**Text to read**
——
Thread: autovacuum worker running amok - and me too ;)

autovacuum worker running amok - and me too ;)

From
wambacher
Date:
Hi,

running postgresql on ubuntu for many years, but now i'm in big trouble.

My system has 24GB of real memory but after some hours one autovacuum worker
is using 80-90% of  memory, the OOM-Killer (out of memory killer) kills the
process with kill -9 and the postgresql-server is restarting because of that
problem.

i changed the base configuration to use very small buffers, restartetd the
server twice but the problem still exists.

i think, it's allways the same table and that table is huge: 111GB data and
3 Indices with 4GB, 128 GB and 12 GB. It's the table planet_osm_ways from
openstreetmap. maybe that helps.

without running server 8GB are user by other programs and 16GB are free.

no idea whats going on.

regards
walter








--
View this message in context: http://postgresql.nabble.com/autovacuum-worker-running-amok-and-me-too-tp5840299.html
Sent from the PostgreSQL - general mailing list archive at Nabble.com.


Re: autovacuum worker running amok - and me too ;)

From
Tom Lane
Date:
wambacher <wnordmann@gmx.de> writes:
> My system has 24GB of real memory but after some hours one autovacuum worker
> is using 80-90% of  memory, the OOM-Killer (out of memory killer) kills the
> process with kill -9 and the postgresql-server is restarting because of that
> problem.

> i changed the base configuration to use very small buffers, restartetd the
> server twice but the problem still exists.
——
**Short problem A**
Arrange the lines of the listing between the one holding "Batch processing job — object class: suitcase" and the one holding "242 8 377 160", inclusive, as a numbered list, leaving out any blank lines.

(Image entries for named regions)
——
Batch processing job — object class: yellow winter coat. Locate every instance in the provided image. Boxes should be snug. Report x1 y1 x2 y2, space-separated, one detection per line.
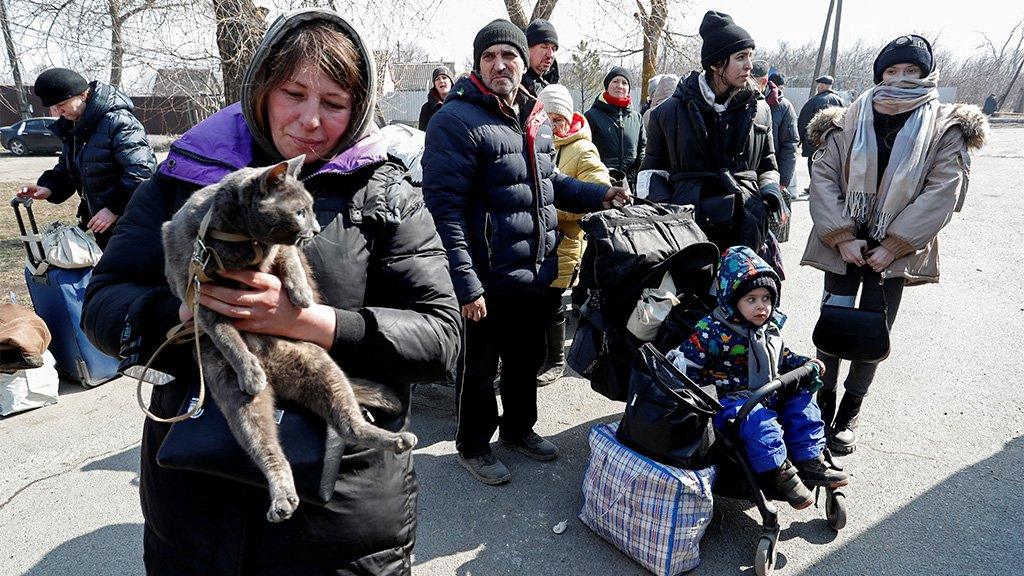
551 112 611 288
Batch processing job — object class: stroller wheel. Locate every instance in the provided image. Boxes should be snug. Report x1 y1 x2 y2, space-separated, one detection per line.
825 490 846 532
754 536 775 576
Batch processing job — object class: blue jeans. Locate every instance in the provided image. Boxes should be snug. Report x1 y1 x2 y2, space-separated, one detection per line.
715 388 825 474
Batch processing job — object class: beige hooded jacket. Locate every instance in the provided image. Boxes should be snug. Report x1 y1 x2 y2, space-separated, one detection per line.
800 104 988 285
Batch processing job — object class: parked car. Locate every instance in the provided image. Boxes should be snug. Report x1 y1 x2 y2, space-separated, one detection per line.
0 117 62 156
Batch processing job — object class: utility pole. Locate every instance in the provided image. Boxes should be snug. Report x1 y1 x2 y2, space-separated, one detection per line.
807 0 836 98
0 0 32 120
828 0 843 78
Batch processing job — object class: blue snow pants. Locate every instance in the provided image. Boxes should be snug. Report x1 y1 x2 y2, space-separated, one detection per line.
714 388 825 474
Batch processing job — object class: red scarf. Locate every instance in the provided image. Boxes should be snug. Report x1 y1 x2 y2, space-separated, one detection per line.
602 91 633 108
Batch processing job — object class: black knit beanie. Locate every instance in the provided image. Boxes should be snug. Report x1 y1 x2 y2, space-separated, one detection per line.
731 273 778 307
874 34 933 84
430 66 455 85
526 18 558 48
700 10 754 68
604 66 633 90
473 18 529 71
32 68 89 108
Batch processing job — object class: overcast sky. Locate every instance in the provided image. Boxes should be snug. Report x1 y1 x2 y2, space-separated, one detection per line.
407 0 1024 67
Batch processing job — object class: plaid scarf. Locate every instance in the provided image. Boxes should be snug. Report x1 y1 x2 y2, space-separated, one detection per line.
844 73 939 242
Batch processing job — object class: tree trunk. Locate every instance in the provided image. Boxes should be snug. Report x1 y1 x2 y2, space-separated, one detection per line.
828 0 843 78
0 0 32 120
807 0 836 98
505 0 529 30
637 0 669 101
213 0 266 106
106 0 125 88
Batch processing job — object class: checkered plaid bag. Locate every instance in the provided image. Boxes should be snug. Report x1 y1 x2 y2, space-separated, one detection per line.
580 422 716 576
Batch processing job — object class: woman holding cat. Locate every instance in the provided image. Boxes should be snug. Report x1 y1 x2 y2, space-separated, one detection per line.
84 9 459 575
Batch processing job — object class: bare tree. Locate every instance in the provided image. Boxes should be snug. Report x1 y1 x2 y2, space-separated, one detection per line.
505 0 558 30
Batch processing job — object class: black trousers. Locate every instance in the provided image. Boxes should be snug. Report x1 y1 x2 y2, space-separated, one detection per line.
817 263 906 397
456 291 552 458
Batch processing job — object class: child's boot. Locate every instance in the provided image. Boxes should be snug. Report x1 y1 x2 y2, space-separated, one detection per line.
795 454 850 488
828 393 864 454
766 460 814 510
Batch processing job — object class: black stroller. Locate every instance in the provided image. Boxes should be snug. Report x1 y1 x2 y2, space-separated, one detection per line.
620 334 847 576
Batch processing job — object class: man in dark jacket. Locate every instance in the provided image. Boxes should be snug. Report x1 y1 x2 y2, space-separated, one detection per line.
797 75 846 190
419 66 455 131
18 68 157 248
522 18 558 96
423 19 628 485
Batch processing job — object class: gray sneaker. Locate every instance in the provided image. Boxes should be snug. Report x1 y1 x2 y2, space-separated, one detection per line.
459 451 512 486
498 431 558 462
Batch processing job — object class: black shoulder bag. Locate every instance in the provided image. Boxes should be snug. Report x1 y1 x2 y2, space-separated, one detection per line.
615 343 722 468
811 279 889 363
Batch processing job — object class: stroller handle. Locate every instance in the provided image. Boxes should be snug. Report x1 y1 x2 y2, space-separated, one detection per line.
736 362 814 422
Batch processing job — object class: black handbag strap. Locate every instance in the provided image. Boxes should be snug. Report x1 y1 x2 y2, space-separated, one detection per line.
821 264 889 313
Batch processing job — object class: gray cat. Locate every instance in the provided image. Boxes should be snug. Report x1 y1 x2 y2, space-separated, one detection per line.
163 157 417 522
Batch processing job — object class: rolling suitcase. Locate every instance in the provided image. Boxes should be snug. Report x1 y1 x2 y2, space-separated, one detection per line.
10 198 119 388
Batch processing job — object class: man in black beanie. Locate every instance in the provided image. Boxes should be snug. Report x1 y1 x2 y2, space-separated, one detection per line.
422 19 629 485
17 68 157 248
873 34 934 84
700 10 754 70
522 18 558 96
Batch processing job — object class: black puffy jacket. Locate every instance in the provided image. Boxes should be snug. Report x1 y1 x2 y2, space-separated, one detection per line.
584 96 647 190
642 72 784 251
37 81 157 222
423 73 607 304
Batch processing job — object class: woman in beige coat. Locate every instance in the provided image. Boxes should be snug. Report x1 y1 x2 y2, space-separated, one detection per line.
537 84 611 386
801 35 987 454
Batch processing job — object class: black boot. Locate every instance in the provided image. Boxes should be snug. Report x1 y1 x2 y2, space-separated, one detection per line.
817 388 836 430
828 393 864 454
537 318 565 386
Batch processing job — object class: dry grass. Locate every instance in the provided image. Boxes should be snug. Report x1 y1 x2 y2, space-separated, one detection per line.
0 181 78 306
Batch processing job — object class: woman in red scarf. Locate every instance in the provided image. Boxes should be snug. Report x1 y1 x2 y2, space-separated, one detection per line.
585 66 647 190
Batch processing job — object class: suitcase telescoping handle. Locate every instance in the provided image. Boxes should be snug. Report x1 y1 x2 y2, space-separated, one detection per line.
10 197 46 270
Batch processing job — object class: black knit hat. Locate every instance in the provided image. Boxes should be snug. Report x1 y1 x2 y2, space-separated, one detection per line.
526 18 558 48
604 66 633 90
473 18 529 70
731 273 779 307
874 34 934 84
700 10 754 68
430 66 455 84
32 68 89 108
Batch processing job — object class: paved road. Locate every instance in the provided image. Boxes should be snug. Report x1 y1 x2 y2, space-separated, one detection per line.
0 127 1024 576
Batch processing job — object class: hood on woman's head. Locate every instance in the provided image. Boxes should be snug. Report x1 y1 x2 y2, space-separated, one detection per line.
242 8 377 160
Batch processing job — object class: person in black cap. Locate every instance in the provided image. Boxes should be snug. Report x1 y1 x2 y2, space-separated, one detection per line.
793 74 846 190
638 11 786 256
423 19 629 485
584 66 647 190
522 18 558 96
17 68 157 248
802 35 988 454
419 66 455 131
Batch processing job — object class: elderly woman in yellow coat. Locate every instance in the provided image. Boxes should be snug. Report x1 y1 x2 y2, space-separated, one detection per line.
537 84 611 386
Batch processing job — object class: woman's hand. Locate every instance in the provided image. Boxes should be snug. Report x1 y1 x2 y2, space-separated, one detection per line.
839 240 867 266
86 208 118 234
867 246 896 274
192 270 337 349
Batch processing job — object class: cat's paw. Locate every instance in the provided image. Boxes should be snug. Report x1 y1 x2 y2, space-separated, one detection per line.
——
**Short problem B**
Summarize the thread in two sentences.

**Solution A**
1. Batch processing job — object class: suitcase telescoping handle. Locate every instance in the provided image. Boxes should be snug. Report x1 y1 x2 y2, space-separated, one detection per line.
2. 10 197 46 270
3. Batch processing job — object class: black knit hat. Locate every instance in the provided image. Boxes should be snug. Report x1 y1 x2 y2, space-separated, one detection per line.
4. 526 18 558 48
5. 604 66 633 90
6. 473 18 529 70
7. 731 273 779 307
8. 874 34 934 84
9. 700 10 754 68
10. 430 66 455 84
11. 32 68 89 108
12. Batch processing job — object class: paved road. Locate every instance in the provided image. Boxes should be snug. Report x1 y1 x2 y2, space-separated, one detection per line.
13. 0 127 1024 576
14. Batch processing job — object class: hood on woman's head. Locate every instance in the provided image. Boxes should be snug. Report x1 y1 x2 y2, space-separated, one detection per line.
15. 242 8 377 160

**Solution B**
On a 24GB Ubuntu system running PostgreSQL, an autovacuum worker grows to 80-90% of memory after some hours, so the OOM-Killer kills it with kill -9 and the server restarts. Shrinking the buffers in the base configuration and restarting twice did not help, and the trouble seems tied to the huge planet_osm_ways table from OpenStreetMap, which holds 111GB of data and three indices of 4GB, 128GB and 12GB.